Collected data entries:

........

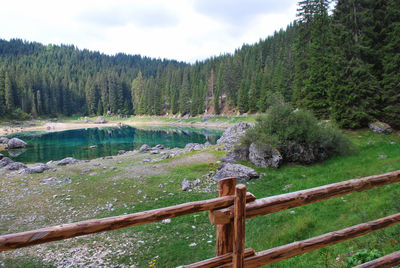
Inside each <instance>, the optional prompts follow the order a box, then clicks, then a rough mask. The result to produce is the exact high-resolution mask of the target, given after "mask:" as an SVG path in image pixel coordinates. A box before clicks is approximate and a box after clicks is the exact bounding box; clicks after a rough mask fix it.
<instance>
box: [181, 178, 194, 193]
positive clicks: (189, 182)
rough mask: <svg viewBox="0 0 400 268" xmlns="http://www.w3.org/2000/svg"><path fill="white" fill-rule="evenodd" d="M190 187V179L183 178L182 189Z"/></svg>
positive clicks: (190, 184) (190, 187)
mask: <svg viewBox="0 0 400 268" xmlns="http://www.w3.org/2000/svg"><path fill="white" fill-rule="evenodd" d="M191 187H192V184H191V183H190V181H189V180H188V179H186V178H184V179H183V181H182V191H187V190H189V189H190V188H191Z"/></svg>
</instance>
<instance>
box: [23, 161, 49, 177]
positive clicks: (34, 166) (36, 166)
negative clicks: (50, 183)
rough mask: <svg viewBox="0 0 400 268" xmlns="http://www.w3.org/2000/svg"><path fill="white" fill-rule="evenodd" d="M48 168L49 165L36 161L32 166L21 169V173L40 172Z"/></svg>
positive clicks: (42, 171)
mask: <svg viewBox="0 0 400 268" xmlns="http://www.w3.org/2000/svg"><path fill="white" fill-rule="evenodd" d="M48 169H50V167H49V166H48V165H46V164H43V163H37V164H34V165H33V166H30V167H27V168H25V169H24V170H23V172H22V173H23V174H32V173H42V172H43V171H45V170H48Z"/></svg>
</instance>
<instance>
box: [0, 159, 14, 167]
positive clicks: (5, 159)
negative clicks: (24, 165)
mask: <svg viewBox="0 0 400 268" xmlns="http://www.w3.org/2000/svg"><path fill="white" fill-rule="evenodd" d="M11 163H14V161H12V160H11V159H10V158H8V157H3V158H2V159H1V160H0V168H2V167H5V166H8V165H9V164H11Z"/></svg>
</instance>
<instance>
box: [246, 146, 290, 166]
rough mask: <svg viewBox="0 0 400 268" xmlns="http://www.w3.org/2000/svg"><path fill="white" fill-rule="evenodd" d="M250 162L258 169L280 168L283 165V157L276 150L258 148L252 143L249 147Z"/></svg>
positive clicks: (264, 147)
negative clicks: (268, 167) (282, 157)
mask: <svg viewBox="0 0 400 268" xmlns="http://www.w3.org/2000/svg"><path fill="white" fill-rule="evenodd" d="M249 161H250V162H251V163H252V164H254V165H256V166H258V167H276V168H277V167H279V166H280V164H281V163H282V155H281V154H280V153H279V151H278V150H277V149H275V148H271V147H269V146H261V147H260V146H257V145H256V144H254V143H252V144H250V147H249Z"/></svg>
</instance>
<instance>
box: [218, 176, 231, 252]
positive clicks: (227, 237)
mask: <svg viewBox="0 0 400 268" xmlns="http://www.w3.org/2000/svg"><path fill="white" fill-rule="evenodd" d="M235 187H236V178H225V179H222V180H220V181H219V182H218V197H223V196H226V195H233V194H234V193H235ZM216 240H217V241H216V255H217V256H220V255H224V254H226V253H229V252H232V250H233V222H232V221H228V222H227V223H225V224H223V225H217V231H216Z"/></svg>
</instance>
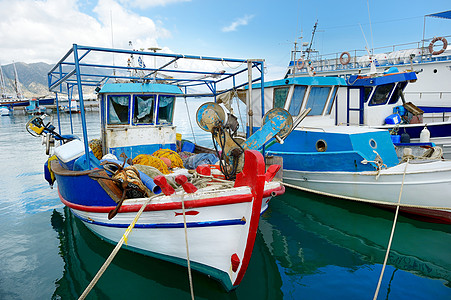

........

• Goal of the exercise: From the entries above, give again exactly the lines running from the line with "positive clicks: (5, 159)" to the line with "box: [218, 176, 231, 252]"; include both of those lines.

• Exercise response:
positive clicks: (5, 159)
negative clicks: (24, 165)
mask: <svg viewBox="0 0 400 268" xmlns="http://www.w3.org/2000/svg"><path fill="white" fill-rule="evenodd" d="M11 163H14V161H12V160H11V159H10V158H8V157H3V158H2V159H1V160H0V168H2V167H5V166H8V165H9V164H11Z"/></svg>
</instance>
<instance>
box: [246, 146, 290, 166]
rough mask: <svg viewBox="0 0 400 268" xmlns="http://www.w3.org/2000/svg"><path fill="white" fill-rule="evenodd" d="M250 162L258 169L280 168L283 165V157L276 150L258 148L252 143L249 147Z"/></svg>
positive clicks: (264, 147)
negative clicks: (268, 167) (282, 157)
mask: <svg viewBox="0 0 400 268" xmlns="http://www.w3.org/2000/svg"><path fill="white" fill-rule="evenodd" d="M249 161H250V162H251V163H252V164H254V165H256V166H258V167H276V168H277V167H279V166H280V164H281V163H282V155H281V154H280V153H279V151H278V150H277V149H275V148H271V147H269V146H261V147H260V146H257V145H256V144H254V143H252V144H250V147H249Z"/></svg>
</instance>
<instance>
box: [218, 176, 231, 252]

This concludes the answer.